Recorded data
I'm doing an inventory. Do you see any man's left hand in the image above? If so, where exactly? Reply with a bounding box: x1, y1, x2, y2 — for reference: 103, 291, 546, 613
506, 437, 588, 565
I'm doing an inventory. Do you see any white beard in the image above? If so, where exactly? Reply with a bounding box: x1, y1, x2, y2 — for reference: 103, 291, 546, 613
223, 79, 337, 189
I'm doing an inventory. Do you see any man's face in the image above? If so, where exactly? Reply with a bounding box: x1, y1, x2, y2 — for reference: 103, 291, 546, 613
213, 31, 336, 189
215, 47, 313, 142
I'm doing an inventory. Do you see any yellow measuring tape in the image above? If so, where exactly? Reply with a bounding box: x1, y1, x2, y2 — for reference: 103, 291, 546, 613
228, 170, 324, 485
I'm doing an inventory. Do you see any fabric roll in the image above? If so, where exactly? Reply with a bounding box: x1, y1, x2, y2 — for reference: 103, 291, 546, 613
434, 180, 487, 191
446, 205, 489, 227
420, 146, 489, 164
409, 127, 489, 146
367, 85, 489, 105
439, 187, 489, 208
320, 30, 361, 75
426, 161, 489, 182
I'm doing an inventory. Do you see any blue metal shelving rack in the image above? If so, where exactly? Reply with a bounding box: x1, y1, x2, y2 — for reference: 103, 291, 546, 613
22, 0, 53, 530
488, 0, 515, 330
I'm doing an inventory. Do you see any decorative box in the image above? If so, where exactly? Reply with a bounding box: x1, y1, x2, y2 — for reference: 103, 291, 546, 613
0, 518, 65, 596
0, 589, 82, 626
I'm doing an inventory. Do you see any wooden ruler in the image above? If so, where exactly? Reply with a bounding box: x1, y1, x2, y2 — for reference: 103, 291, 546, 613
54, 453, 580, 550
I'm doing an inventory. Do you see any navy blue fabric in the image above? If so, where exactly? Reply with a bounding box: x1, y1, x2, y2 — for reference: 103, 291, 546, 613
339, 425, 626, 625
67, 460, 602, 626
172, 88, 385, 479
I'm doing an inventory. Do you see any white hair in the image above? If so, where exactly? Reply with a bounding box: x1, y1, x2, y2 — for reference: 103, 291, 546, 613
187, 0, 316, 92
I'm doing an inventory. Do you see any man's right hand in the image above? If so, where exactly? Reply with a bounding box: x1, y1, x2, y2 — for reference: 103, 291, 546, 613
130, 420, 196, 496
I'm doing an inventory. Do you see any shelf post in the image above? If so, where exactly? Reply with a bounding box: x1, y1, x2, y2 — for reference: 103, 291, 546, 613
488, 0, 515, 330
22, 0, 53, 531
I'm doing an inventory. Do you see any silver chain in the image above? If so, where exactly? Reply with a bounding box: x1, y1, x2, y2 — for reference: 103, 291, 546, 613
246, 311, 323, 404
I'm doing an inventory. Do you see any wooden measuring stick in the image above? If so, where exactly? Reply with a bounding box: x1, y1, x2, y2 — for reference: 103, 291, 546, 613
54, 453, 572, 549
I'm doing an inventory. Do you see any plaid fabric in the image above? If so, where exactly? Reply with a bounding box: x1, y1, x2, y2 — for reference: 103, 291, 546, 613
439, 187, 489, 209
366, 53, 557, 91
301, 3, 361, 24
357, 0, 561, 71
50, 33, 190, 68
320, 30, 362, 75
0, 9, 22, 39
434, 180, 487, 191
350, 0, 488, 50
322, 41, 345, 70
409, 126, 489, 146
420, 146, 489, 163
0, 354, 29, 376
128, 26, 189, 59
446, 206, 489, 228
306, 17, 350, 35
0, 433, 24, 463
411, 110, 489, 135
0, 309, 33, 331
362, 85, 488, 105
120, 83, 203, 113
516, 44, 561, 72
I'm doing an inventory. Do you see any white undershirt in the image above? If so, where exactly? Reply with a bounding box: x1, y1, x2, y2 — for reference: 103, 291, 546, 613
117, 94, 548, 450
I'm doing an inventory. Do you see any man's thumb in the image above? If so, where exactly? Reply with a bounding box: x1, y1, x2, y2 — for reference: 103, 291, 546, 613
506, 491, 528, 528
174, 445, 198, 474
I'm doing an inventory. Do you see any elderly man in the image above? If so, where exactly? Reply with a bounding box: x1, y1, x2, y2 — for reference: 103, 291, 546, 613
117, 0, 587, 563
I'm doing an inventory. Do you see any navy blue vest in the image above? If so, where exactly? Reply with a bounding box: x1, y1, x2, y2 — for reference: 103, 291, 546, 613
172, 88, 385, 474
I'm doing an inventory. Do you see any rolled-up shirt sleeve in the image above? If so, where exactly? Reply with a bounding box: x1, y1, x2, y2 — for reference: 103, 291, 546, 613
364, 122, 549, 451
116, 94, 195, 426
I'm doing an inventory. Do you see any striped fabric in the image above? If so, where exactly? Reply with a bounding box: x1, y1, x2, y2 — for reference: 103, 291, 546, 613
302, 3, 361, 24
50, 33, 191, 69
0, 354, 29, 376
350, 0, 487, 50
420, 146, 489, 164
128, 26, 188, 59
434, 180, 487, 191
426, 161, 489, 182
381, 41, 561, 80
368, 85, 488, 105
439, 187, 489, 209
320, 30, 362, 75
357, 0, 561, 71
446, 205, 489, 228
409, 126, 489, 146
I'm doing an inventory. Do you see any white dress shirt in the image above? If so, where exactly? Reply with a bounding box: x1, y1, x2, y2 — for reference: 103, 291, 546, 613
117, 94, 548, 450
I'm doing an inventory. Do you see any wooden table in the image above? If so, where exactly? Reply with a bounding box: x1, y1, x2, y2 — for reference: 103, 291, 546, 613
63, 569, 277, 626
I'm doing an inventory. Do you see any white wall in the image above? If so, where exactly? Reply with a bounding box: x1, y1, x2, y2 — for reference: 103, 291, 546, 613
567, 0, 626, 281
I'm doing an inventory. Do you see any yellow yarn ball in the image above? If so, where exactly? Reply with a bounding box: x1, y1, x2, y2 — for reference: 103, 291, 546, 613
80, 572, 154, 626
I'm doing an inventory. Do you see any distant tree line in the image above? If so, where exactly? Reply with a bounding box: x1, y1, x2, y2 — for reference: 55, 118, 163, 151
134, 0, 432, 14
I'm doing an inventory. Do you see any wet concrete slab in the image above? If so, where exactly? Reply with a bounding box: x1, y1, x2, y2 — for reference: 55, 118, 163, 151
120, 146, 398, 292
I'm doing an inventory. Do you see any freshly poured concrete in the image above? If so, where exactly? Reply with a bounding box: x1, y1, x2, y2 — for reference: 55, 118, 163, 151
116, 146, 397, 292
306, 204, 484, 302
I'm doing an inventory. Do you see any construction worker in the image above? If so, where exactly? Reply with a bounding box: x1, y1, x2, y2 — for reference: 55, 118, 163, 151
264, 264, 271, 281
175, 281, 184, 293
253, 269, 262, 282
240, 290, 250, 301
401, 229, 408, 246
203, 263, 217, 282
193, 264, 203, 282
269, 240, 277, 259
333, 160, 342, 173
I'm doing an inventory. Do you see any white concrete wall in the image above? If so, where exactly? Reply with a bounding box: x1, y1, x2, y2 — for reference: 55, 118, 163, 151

_Exercise brief_
Starting at the beginning of the entries and ending at the line containing "0, 589, 82, 626", write out every line again, including the requests. Multiply each bounding-box coordinate in the answers by 1.75 and round to whole numbers with halves rounded up, but leave the requests unchanged.

_Result of this exercise_
I'm doing an inventory. Do you see any man's left hand in the image above? If so, where exactly? Reply with a bounding box: x1, y1, x2, y2 — for reference: 103, 291, 546, 613
886, 765, 1029, 989
I'm doing an inventory. Do you see any white beard in the image above? If so, where exactly? Reply with a bounding box: x1, y1, x2, y2 — for reference: 103, 291, 546, 613
390, 138, 590, 331
I'm doing an inventory. Do you see any man's face in the image above? If so, where exactly? Reply with a bounding box: x1, y1, x2, y2 — for reference: 103, 291, 546, 613
373, 54, 588, 331
376, 82, 548, 249
I'm doing an inventory. Do you see any yellow measuring tape in the image above? If so, where exactly? Reply with a bounding box: x1, y1, x2, y2 — for reference: 103, 291, 546, 613
399, 298, 567, 849
I'm doing an inventory. Do you see any fabric roll in the image above? If so, where exactly? Reply with a bounding box: x1, y1, x2, y2 — for reference: 103, 291, 546, 613
760, 315, 852, 334
781, 359, 856, 397
735, 256, 856, 287
716, 222, 856, 256
642, 149, 856, 184
768, 327, 856, 364
560, 53, 632, 131
746, 282, 856, 319
I'm doing an inventory. Do you see any blue metal shelving rack in the image above? If so, where exactly? Reply with a bounding box: x1, y1, x2, y2 — for reference: 103, 291, 546, 613
39, 0, 93, 928
854, 0, 901, 578
I'm doing an inventory. Do you see any decorative box in the image above? If so, where exactly? Reply with a bounding box: x1, y1, x2, y2 — for reference: 103, 291, 546, 613
0, 907, 114, 1043
0, 1031, 144, 1096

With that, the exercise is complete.